**EXERCISE:** Because the lines must stay identical, write out the data without changing anything.

Stored records:
----------------------------------------

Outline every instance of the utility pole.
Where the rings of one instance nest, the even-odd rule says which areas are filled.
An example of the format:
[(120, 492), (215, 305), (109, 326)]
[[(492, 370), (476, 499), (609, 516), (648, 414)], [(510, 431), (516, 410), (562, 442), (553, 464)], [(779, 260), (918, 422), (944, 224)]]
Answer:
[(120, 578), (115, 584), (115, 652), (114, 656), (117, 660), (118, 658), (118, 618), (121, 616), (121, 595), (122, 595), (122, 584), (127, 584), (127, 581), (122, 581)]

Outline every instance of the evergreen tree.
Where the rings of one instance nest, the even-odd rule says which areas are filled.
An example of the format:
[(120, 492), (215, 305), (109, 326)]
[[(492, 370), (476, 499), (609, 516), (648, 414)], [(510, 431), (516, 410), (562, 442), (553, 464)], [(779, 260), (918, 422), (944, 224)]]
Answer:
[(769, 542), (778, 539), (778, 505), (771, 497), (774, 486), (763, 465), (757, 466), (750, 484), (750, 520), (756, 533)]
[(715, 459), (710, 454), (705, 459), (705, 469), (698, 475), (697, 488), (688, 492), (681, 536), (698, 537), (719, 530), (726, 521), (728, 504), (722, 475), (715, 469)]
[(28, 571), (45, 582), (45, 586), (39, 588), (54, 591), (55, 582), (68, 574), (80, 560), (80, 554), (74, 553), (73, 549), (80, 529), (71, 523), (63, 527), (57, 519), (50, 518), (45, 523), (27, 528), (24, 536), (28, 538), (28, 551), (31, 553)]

----------------------------------------

**YOUR SOLUTION:**
Outline every instance of the utility pole.
Where the rings of one instance nest, the even-odd rule says which areas are filled.
An example of the format:
[(120, 492), (215, 305), (109, 326)]
[[(492, 370), (476, 499), (609, 516), (648, 414)], [(510, 431), (516, 410), (562, 442), (553, 464)], [(779, 260), (918, 422), (944, 224)]]
Answer:
[(120, 578), (115, 584), (115, 652), (114, 656), (117, 660), (118, 658), (118, 618), (121, 616), (121, 595), (122, 595), (122, 584), (127, 584), (127, 581), (122, 581)]

Outline every instance of the evergreen tree.
Where the rings of one instance nest, the even-odd rule says which areas are filled.
An example of the format:
[(120, 492), (215, 305), (109, 326)]
[[(492, 370), (476, 499), (609, 516), (648, 414)], [(510, 431), (516, 410), (562, 442), (553, 464)], [(779, 260), (918, 422), (944, 224)]]
Answer:
[(769, 542), (778, 539), (778, 505), (771, 497), (774, 486), (763, 465), (757, 466), (750, 484), (750, 520), (756, 533)]
[(715, 459), (710, 454), (705, 459), (705, 469), (698, 475), (697, 488), (688, 492), (681, 536), (698, 537), (719, 530), (726, 521), (728, 504), (722, 475), (715, 469)]
[(28, 571), (45, 582), (45, 586), (39, 588), (54, 591), (55, 582), (68, 574), (80, 560), (80, 554), (74, 553), (73, 549), (80, 529), (71, 523), (63, 527), (57, 519), (50, 518), (45, 523), (27, 528), (24, 536), (28, 538), (28, 551), (31, 553)]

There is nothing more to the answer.